WHAT TO DO:
Which lines in the data below contain the string "bandana"? Locate each one and copy it whole.

SUPPLIED DATA:

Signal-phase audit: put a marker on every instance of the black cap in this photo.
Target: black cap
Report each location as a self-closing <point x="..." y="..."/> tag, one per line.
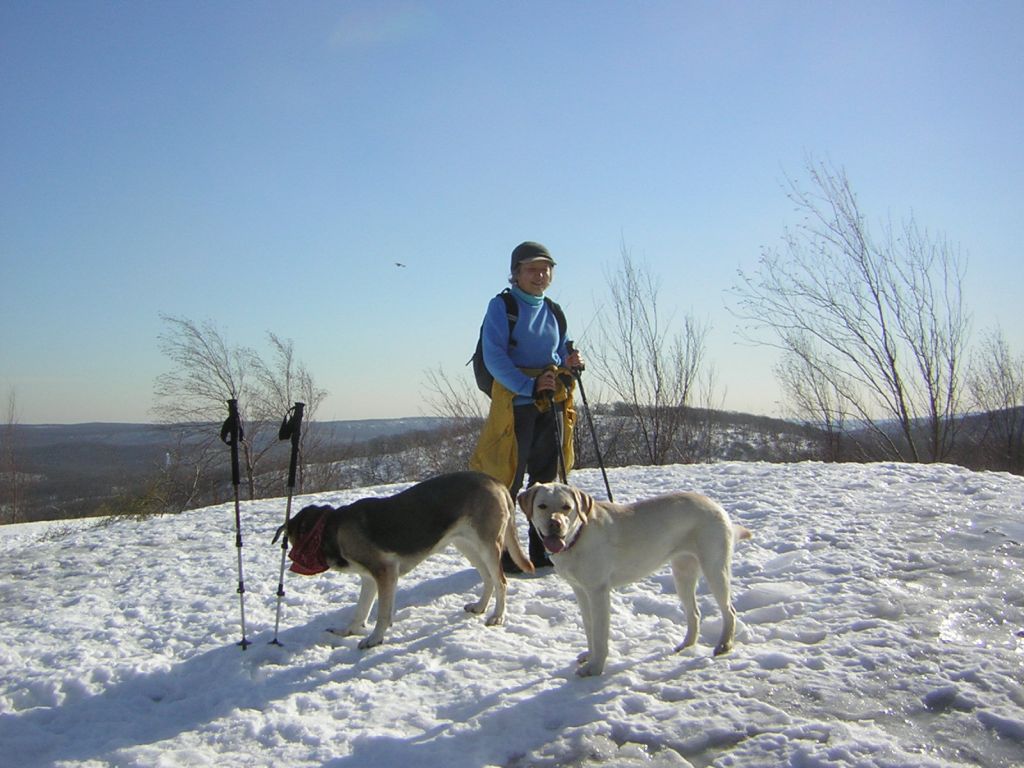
<point x="529" y="251"/>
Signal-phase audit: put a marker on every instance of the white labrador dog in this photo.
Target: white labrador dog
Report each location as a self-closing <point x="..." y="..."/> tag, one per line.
<point x="597" y="546"/>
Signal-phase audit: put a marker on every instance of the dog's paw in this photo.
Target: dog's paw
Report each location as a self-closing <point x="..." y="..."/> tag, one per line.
<point x="590" y="670"/>
<point x="370" y="642"/>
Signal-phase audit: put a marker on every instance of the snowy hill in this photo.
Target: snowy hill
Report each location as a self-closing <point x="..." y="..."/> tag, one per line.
<point x="881" y="624"/>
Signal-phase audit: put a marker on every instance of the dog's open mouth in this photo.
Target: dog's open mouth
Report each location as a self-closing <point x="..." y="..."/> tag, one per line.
<point x="553" y="544"/>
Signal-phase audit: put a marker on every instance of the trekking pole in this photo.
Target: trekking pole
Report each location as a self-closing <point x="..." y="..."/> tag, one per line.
<point x="291" y="427"/>
<point x="590" y="420"/>
<point x="559" y="434"/>
<point x="230" y="434"/>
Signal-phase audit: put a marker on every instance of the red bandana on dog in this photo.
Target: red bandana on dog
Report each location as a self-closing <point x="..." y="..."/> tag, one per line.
<point x="307" y="556"/>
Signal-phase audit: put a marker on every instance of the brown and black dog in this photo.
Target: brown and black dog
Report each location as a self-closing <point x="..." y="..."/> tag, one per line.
<point x="383" y="538"/>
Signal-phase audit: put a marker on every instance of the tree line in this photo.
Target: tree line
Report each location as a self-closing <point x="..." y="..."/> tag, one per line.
<point x="876" y="363"/>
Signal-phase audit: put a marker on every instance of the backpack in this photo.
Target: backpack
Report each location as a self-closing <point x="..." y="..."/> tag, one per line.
<point x="483" y="377"/>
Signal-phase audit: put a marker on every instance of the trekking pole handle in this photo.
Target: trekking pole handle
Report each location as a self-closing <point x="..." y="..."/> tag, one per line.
<point x="579" y="369"/>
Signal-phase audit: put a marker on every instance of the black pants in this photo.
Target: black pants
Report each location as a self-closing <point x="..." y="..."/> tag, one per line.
<point x="538" y="448"/>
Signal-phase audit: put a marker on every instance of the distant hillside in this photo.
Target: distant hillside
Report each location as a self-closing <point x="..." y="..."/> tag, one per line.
<point x="70" y="470"/>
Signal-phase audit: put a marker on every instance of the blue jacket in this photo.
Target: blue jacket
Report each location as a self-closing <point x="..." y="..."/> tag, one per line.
<point x="537" y="343"/>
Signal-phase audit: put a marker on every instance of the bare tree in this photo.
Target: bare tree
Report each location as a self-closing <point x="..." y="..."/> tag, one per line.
<point x="996" y="385"/>
<point x="878" y="324"/>
<point x="814" y="389"/>
<point x="462" y="404"/>
<point x="651" y="370"/>
<point x="208" y="371"/>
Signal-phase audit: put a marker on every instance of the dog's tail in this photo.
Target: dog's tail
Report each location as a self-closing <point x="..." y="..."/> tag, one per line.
<point x="519" y="557"/>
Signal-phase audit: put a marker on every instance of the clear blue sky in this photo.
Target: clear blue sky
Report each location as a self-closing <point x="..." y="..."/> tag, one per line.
<point x="262" y="166"/>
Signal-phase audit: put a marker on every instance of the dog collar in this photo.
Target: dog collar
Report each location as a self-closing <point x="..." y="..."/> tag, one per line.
<point x="307" y="554"/>
<point x="571" y="543"/>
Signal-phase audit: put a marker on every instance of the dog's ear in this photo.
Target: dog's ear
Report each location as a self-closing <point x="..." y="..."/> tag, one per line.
<point x="525" y="500"/>
<point x="585" y="503"/>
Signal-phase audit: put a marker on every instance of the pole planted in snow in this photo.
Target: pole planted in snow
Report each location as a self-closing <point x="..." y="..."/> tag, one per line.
<point x="291" y="428"/>
<point x="231" y="434"/>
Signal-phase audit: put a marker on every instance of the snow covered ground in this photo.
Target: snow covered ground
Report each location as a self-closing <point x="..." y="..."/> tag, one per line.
<point x="881" y="624"/>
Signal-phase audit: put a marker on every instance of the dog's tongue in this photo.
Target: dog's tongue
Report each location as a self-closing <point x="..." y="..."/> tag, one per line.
<point x="553" y="544"/>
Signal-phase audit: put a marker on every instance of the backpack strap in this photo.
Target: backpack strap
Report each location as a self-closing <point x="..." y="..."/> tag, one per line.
<point x="511" y="311"/>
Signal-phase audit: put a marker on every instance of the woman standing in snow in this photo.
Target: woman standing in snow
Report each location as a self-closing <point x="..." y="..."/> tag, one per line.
<point x="530" y="360"/>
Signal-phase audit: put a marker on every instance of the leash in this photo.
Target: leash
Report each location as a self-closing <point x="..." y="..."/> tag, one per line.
<point x="590" y="420"/>
<point x="231" y="434"/>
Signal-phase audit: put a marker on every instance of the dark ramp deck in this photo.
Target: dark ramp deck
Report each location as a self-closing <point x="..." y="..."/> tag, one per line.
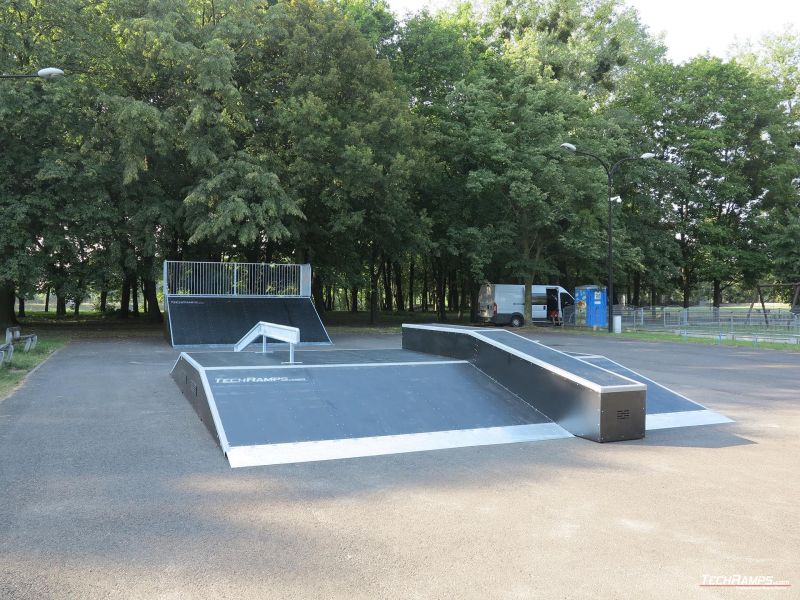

OUTPUT BELOW:
Signal-phase audit: put a marker on every instance of the red bandana on dog in this photo.
Target: red bandana on dog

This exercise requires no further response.